_Task description_
Please give the part of the material below that opens with the line containing "Objective — pinpoint the black trousers" and closes with the line containing "[0,0,626,338]", both lines included, as a JSON list of strings with one string per line and blank lines left out.

_Provided information_
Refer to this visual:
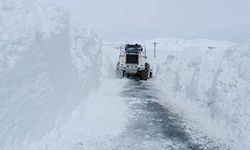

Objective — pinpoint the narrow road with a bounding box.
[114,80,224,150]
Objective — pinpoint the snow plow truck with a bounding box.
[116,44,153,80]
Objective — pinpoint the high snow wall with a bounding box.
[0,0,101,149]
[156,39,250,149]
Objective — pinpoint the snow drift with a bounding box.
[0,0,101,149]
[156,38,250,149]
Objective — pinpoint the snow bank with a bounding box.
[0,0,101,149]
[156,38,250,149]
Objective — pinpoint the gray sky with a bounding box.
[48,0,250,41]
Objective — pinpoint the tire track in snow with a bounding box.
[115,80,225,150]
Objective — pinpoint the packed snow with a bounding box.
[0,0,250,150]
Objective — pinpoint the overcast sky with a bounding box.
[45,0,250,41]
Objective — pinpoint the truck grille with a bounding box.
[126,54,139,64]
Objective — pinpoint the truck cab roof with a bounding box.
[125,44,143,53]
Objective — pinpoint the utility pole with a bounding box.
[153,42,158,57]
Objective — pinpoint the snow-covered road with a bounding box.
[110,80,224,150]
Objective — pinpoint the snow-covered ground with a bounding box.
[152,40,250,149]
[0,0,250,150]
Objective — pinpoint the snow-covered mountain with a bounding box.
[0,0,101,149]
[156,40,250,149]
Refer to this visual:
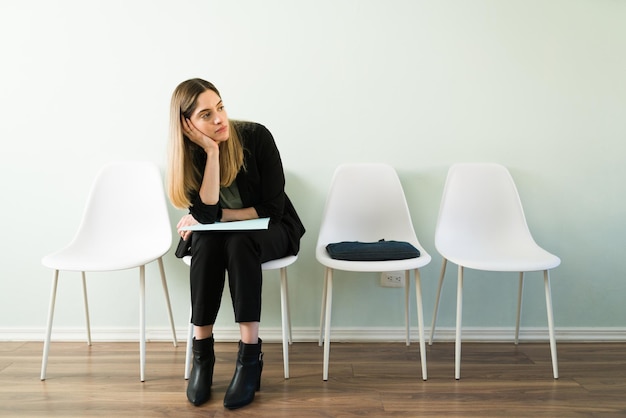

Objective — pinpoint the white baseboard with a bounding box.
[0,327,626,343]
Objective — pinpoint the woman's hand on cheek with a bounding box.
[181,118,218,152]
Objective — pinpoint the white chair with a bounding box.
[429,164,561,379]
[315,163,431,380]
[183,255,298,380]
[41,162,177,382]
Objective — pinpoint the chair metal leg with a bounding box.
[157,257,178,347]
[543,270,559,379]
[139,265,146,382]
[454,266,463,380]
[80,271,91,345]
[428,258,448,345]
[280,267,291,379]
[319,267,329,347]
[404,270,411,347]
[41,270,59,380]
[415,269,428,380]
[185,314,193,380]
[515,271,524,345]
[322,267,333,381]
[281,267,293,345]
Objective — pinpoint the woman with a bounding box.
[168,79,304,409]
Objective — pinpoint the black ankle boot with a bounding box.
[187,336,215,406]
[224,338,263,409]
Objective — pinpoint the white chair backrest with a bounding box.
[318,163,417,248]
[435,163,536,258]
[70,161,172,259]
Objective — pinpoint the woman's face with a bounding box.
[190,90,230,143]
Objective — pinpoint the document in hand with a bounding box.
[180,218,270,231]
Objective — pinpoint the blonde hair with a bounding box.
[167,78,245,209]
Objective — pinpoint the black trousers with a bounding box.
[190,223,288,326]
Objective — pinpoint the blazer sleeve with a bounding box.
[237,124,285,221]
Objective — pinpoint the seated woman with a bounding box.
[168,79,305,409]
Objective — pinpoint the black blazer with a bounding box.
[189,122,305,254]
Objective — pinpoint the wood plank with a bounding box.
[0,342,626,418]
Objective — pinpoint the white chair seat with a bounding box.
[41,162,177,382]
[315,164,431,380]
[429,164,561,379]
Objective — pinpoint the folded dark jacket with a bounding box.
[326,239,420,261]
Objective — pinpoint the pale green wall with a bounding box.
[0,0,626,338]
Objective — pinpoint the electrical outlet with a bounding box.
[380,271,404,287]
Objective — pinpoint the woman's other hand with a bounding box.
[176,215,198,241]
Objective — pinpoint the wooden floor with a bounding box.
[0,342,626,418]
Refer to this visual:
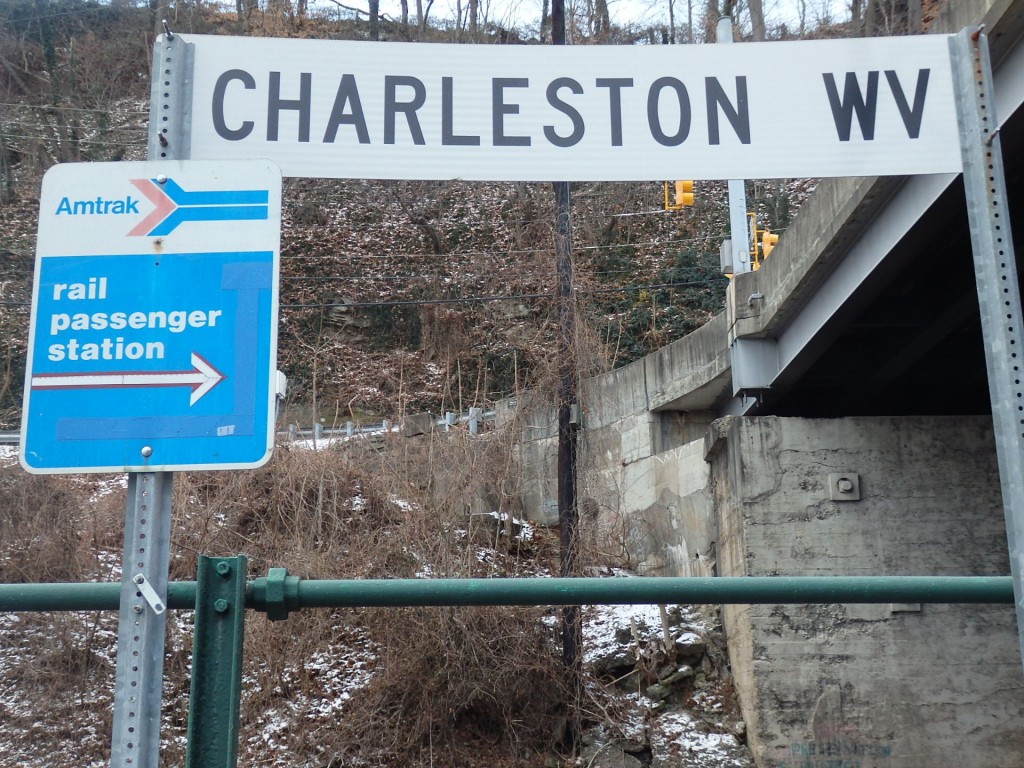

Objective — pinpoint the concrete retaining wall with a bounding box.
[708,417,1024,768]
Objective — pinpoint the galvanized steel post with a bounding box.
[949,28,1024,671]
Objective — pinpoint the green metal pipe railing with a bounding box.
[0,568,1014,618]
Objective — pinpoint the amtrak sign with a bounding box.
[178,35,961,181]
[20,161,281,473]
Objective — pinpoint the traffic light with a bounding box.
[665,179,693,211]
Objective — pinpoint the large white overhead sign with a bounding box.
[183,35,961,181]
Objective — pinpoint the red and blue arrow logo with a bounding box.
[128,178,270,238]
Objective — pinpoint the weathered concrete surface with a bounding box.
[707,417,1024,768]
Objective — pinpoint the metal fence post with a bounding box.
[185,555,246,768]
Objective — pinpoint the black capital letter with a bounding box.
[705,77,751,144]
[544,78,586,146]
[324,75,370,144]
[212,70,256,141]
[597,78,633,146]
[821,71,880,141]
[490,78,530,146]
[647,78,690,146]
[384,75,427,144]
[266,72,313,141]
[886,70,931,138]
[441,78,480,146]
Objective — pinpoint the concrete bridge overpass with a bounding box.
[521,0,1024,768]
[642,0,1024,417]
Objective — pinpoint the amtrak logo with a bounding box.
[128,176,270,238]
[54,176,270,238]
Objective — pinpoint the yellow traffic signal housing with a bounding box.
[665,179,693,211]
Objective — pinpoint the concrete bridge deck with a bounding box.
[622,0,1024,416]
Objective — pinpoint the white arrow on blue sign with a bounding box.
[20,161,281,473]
---
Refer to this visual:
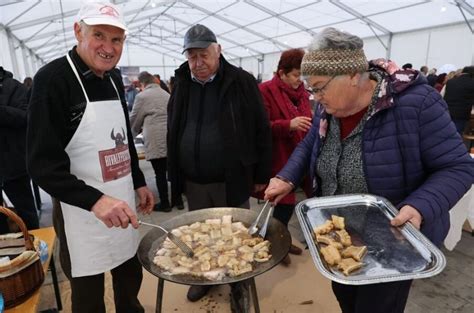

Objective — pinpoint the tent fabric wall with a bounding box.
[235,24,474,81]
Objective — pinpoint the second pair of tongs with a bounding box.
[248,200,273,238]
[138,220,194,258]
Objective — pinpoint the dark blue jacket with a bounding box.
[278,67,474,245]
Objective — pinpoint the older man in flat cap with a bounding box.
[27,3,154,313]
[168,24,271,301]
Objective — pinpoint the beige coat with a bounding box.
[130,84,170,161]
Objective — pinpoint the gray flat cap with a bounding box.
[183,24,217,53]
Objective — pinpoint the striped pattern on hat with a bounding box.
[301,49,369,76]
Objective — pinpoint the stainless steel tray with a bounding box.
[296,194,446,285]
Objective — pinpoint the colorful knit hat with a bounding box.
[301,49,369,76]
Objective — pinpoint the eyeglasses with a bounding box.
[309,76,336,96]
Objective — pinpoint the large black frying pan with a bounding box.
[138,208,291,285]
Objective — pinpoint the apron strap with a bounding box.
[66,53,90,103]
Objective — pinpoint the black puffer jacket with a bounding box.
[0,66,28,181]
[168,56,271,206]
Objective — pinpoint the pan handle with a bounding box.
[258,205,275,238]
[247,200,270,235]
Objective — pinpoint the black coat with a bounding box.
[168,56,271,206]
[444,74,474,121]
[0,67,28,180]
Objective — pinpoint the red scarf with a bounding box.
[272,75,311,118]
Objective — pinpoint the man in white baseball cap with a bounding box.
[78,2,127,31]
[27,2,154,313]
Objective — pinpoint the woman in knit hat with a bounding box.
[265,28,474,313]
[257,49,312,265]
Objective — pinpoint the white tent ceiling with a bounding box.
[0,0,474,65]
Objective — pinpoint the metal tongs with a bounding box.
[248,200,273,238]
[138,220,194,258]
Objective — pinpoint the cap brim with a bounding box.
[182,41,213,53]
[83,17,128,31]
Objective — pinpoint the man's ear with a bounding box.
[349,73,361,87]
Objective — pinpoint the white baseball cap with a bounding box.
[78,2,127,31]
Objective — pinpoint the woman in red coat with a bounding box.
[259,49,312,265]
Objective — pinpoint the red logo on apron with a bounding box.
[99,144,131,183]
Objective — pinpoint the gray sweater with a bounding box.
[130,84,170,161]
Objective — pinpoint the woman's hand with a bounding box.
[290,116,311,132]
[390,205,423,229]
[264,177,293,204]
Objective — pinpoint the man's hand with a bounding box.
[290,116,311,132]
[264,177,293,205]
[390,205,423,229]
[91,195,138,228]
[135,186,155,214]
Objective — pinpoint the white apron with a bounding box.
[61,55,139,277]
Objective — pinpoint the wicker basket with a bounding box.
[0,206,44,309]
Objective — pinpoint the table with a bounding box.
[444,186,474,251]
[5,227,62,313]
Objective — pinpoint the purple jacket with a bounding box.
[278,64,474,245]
--
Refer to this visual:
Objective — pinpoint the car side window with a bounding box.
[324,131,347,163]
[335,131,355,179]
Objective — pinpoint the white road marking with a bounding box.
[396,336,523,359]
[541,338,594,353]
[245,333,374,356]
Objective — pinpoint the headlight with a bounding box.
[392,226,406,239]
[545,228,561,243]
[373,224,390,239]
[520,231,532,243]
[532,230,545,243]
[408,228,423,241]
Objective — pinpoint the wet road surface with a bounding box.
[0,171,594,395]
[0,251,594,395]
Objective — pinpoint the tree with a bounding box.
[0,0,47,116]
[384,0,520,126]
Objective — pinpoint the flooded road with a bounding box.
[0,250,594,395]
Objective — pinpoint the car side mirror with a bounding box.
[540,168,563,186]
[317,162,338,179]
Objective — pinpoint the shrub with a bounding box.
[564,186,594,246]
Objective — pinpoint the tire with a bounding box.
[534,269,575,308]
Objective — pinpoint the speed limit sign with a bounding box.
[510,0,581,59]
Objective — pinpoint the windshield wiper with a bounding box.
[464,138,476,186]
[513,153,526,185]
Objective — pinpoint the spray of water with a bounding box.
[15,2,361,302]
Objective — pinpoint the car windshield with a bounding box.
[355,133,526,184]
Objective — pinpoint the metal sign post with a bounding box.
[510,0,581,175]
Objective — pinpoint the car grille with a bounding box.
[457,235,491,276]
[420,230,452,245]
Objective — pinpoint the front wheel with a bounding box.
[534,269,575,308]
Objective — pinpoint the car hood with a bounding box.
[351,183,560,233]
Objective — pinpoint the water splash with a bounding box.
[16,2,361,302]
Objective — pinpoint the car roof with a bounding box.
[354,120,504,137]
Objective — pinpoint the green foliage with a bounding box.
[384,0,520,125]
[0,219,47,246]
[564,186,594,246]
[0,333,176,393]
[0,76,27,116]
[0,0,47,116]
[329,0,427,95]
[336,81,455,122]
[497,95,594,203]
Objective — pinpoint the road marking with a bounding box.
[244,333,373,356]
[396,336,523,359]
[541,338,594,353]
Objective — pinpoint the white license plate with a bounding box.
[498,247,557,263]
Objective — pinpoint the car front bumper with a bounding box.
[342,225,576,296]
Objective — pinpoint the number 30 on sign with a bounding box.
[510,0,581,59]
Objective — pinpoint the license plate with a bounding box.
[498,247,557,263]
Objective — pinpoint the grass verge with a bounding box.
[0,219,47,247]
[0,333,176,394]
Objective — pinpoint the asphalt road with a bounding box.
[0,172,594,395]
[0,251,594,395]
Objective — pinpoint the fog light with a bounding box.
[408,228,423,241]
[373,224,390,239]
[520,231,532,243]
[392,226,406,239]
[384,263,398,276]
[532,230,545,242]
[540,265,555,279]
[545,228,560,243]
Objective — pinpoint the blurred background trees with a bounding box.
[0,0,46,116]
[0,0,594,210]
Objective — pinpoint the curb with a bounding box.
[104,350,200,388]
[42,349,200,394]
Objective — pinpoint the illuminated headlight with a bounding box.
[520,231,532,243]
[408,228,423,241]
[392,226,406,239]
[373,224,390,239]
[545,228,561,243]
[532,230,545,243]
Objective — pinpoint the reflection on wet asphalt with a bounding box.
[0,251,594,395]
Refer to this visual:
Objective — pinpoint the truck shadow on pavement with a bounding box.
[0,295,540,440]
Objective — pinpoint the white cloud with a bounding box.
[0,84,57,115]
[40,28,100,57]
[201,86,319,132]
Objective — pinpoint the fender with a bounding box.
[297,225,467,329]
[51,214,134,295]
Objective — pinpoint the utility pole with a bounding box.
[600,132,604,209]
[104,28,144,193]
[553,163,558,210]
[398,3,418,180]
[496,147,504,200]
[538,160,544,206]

_Solved exercise_
[
  "Objective — pinpoint the black trousers with a bounding box.",
  "[190,223,288,326]",
  "Objective — pinpoint the blazer sleeve with a bounding box.",
  "[237,124,285,221]",
  "Objective — pinpoint the seated woman with a bounding box.",
  "[168,79,305,409]",
  "Objective — pinpoint the black blazer with a bounding box.",
  "[189,122,305,254]",
  "Objective — pinpoint the wood plank with a bounding box.",
  "[0,342,626,418]",
  "Objective — pinpoint the white chair seat with a bounding box.",
  "[41,162,177,382]",
  "[315,164,431,380]",
  "[429,164,561,379]",
  "Objective — pinpoint the folded dark jacket with a bounding box.",
  "[326,239,420,261]",
  "Objective — pinpoint the pale green wall with a bounding box.",
  "[0,0,626,338]"
]